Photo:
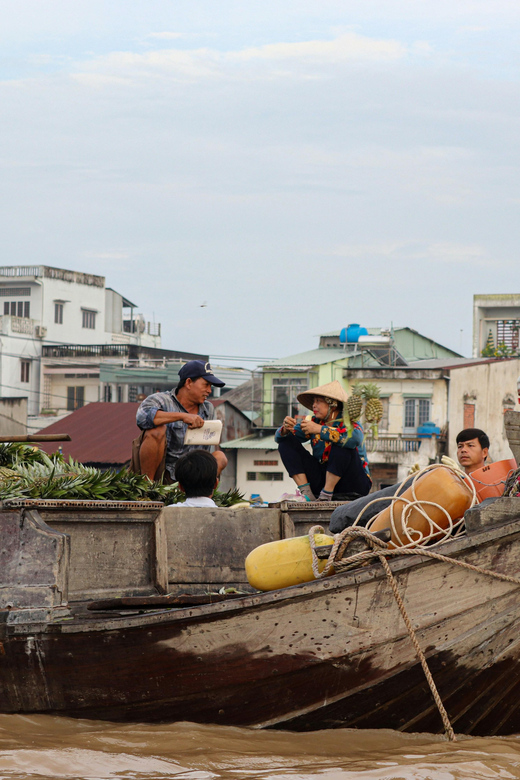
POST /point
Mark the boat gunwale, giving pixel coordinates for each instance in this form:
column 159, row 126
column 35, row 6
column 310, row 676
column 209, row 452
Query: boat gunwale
column 261, row 600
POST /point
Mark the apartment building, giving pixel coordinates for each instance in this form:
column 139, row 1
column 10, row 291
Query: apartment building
column 42, row 306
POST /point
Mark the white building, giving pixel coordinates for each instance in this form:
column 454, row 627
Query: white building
column 53, row 306
column 496, row 324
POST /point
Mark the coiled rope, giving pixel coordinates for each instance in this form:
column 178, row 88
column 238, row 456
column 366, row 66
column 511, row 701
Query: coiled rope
column 379, row 550
column 436, row 533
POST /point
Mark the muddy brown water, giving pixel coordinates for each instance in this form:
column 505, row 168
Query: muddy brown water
column 48, row 747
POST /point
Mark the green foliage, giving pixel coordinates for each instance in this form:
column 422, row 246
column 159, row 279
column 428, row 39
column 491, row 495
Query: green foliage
column 29, row 473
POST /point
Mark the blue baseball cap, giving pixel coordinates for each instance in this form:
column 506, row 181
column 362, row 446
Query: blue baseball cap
column 194, row 369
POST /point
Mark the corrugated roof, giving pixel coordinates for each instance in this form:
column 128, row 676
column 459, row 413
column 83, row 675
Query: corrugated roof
column 448, row 362
column 313, row 357
column 252, row 442
column 100, row 432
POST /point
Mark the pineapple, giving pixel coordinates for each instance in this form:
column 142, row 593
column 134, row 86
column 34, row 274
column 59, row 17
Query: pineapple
column 355, row 403
column 373, row 406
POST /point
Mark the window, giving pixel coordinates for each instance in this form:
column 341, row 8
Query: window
column 265, row 476
column 89, row 319
column 416, row 413
column 17, row 308
column 285, row 392
column 383, row 425
column 507, row 333
column 14, row 292
column 75, row 398
column 469, row 415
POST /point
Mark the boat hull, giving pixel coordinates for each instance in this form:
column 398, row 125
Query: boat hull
column 328, row 654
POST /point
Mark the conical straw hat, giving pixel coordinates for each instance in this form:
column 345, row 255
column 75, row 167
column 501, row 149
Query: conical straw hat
column 331, row 390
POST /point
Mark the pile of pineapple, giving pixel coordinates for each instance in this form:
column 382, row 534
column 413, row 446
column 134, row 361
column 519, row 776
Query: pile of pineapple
column 27, row 472
column 364, row 402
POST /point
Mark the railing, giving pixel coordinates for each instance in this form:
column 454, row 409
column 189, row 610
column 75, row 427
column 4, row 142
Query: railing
column 17, row 324
column 20, row 270
column 87, row 350
column 393, row 445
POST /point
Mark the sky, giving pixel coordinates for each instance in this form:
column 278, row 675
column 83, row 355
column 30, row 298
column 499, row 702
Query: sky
column 255, row 173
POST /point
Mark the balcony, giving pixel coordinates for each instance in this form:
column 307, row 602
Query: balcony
column 11, row 324
column 393, row 444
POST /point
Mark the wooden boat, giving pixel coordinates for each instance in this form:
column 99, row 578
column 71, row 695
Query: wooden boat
column 326, row 654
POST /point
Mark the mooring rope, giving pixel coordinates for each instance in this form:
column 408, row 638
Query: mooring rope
column 381, row 552
column 437, row 533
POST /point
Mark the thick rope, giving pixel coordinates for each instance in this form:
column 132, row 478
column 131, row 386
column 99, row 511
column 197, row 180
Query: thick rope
column 414, row 546
column 382, row 552
column 448, row 728
column 437, row 533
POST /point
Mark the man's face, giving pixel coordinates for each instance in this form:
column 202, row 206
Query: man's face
column 198, row 389
column 471, row 455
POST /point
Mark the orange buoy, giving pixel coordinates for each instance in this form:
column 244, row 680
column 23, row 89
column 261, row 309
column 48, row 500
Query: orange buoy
column 441, row 486
column 491, row 480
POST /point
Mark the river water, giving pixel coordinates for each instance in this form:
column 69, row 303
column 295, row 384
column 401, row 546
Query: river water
column 43, row 746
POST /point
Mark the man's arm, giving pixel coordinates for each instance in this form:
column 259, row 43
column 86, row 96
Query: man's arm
column 151, row 415
column 192, row 420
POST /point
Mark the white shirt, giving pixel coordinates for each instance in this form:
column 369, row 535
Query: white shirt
column 198, row 501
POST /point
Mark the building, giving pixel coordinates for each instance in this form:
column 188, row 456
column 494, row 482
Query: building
column 45, row 306
column 479, row 394
column 256, row 466
column 393, row 359
column 496, row 325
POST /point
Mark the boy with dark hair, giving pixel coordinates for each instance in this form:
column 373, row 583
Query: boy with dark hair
column 472, row 449
column 196, row 473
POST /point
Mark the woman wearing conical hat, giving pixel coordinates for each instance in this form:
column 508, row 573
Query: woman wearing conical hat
column 338, row 466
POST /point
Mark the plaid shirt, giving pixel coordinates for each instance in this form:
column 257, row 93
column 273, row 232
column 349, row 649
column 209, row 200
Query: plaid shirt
column 175, row 432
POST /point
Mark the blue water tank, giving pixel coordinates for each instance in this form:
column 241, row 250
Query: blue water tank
column 428, row 429
column 351, row 334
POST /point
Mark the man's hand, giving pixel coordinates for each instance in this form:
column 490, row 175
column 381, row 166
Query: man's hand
column 288, row 424
column 309, row 427
column 452, row 464
column 193, row 420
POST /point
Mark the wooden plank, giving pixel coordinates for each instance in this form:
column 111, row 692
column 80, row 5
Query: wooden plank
column 37, row 437
column 209, row 546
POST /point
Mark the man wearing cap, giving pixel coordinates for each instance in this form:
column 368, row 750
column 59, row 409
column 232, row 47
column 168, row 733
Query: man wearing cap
column 164, row 418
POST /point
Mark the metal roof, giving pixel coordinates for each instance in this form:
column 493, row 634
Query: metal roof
column 448, row 362
column 313, row 357
column 252, row 442
column 100, row 433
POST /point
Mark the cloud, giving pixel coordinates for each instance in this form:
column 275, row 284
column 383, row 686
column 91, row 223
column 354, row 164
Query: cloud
column 165, row 35
column 349, row 46
column 206, row 62
column 410, row 251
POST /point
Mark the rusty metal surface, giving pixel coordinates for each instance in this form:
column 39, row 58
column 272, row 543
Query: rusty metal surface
column 100, row 432
column 59, row 503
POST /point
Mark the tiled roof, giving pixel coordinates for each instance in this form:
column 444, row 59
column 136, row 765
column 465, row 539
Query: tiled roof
column 100, row 433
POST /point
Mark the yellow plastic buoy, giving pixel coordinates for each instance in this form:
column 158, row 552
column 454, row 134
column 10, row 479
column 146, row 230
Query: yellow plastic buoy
column 286, row 562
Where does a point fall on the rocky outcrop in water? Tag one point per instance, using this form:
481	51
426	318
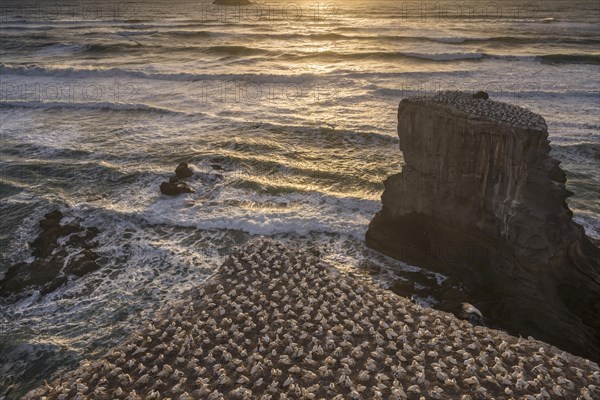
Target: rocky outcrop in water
278	323
480	198
55	257
176	184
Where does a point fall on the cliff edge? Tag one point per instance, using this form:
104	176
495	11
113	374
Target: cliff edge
275	322
480	198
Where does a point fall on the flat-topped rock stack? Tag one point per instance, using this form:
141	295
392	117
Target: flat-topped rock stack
495	110
480	199
278	323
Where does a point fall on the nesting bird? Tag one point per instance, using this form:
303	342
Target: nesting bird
502	112
277	323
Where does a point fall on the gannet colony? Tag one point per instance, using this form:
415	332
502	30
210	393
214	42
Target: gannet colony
495	110
278	323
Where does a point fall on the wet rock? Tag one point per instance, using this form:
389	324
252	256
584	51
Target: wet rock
175	187
183	171
47	272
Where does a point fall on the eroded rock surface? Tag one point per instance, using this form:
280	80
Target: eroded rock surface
53	262
480	198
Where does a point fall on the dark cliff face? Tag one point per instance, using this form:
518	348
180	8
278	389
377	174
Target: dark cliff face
481	199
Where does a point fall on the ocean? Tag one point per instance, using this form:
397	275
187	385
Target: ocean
292	104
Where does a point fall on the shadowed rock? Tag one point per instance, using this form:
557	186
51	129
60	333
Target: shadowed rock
481	199
175	187
183	171
53	262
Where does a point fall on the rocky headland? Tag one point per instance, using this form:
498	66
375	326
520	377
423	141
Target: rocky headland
276	322
480	199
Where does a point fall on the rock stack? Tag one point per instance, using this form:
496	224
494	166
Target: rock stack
277	323
480	198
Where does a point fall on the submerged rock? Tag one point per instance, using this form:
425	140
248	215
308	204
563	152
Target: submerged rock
175	187
481	199
183	171
53	262
278	323
481	95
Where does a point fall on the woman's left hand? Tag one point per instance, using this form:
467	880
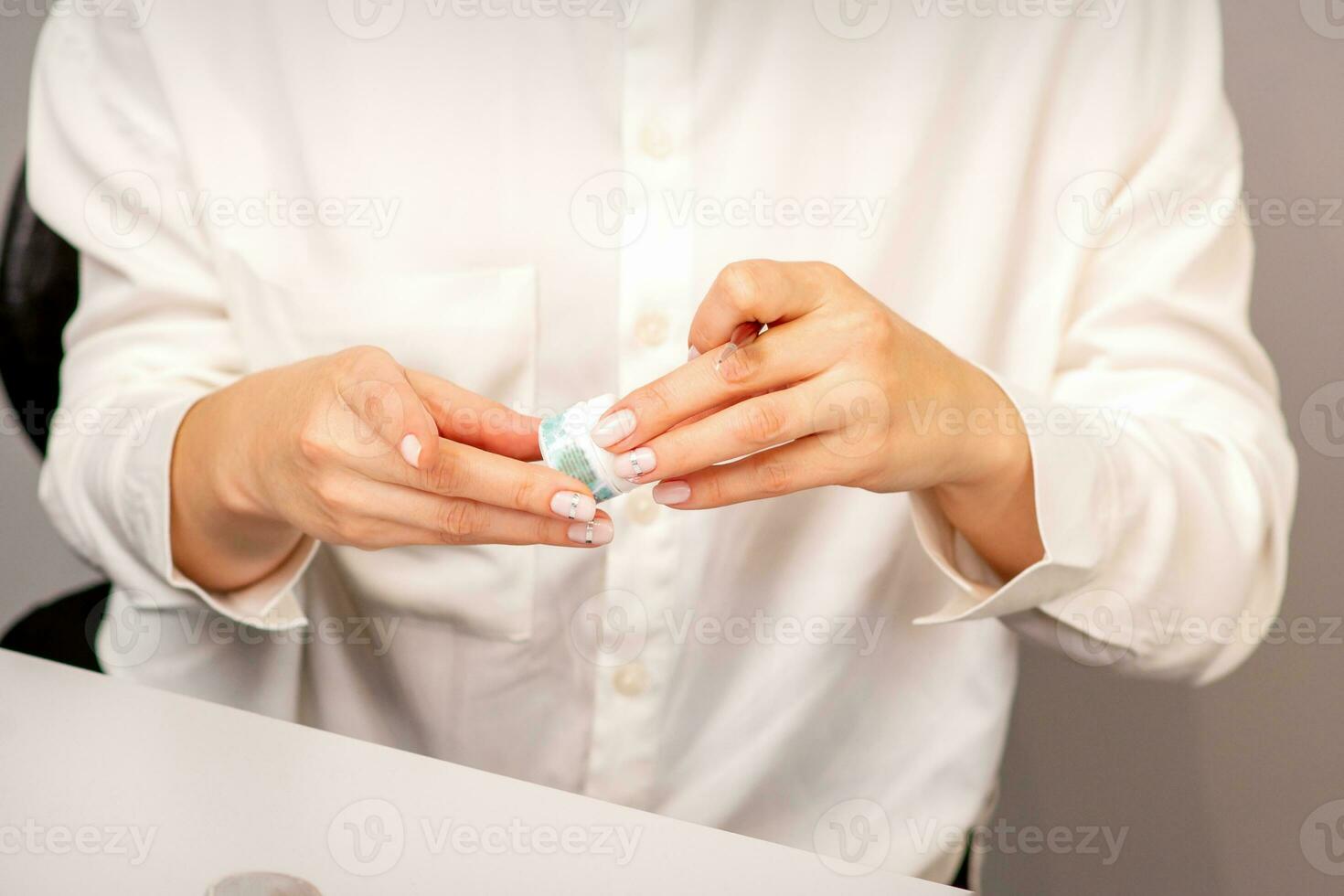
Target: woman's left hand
837	391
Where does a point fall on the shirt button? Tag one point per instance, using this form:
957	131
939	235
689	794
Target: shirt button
651	329
632	680
656	142
643	508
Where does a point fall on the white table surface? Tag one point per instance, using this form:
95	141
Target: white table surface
89	764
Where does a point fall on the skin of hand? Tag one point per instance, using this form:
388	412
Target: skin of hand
837	389
352	449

####

### [YOUR OBJECTIVE]
Please transcribe only the lines in the records above running from the line that has "column 244, row 680" through the line that has "Mark the man's hand, giving", both included, exactly as they appear.

### [OUTPUT BELOW]
column 244, row 680
column 23, row 89
column 261, row 309
column 48, row 500
Query: orange buoy
column 441, row 486
column 491, row 480
POST /point
Mark the river water, giving pixel coordinates for each instance in this form:
column 69, row 303
column 295, row 384
column 401, row 546
Query: river water
column 43, row 746
POST /point
Mark the man's arm, giving pixel coordinates for each instance in this form:
column 259, row 43
column 86, row 96
Query: man's arm
column 151, row 415
column 192, row 420
POST /point
Mark the white shirt, giving pixel coordinates for each instance in this form:
column 369, row 535
Query: white shirt
column 198, row 501
POST /point
Mark the building, giving pixel coordinates for each instance in this form:
column 188, row 456
column 494, row 482
Query: building
column 45, row 306
column 479, row 394
column 256, row 466
column 393, row 359
column 496, row 325
POST /point
Mark the boy with dark hair, giving pixel coordinates for each instance in this form:
column 373, row 583
Query: boy with dark hair
column 472, row 449
column 196, row 473
POST /point
Mark the woman wearing conical hat, giving pixel coordinates for each instance in this form:
column 508, row 573
Query: woman wearing conical hat
column 338, row 466
POST /point
Mark the plaid shirt, giving pixel coordinates for each instance in this form:
column 257, row 93
column 273, row 232
column 349, row 649
column 209, row 200
Query: plaid shirt
column 175, row 432
POST /point
Mark the blue water tank, giving pixel coordinates for each instance in this form:
column 241, row 250
Query: blue water tank
column 428, row 429
column 351, row 334
POST /point
Mark the man's hand, giving pixel coordinates for each instance in this form:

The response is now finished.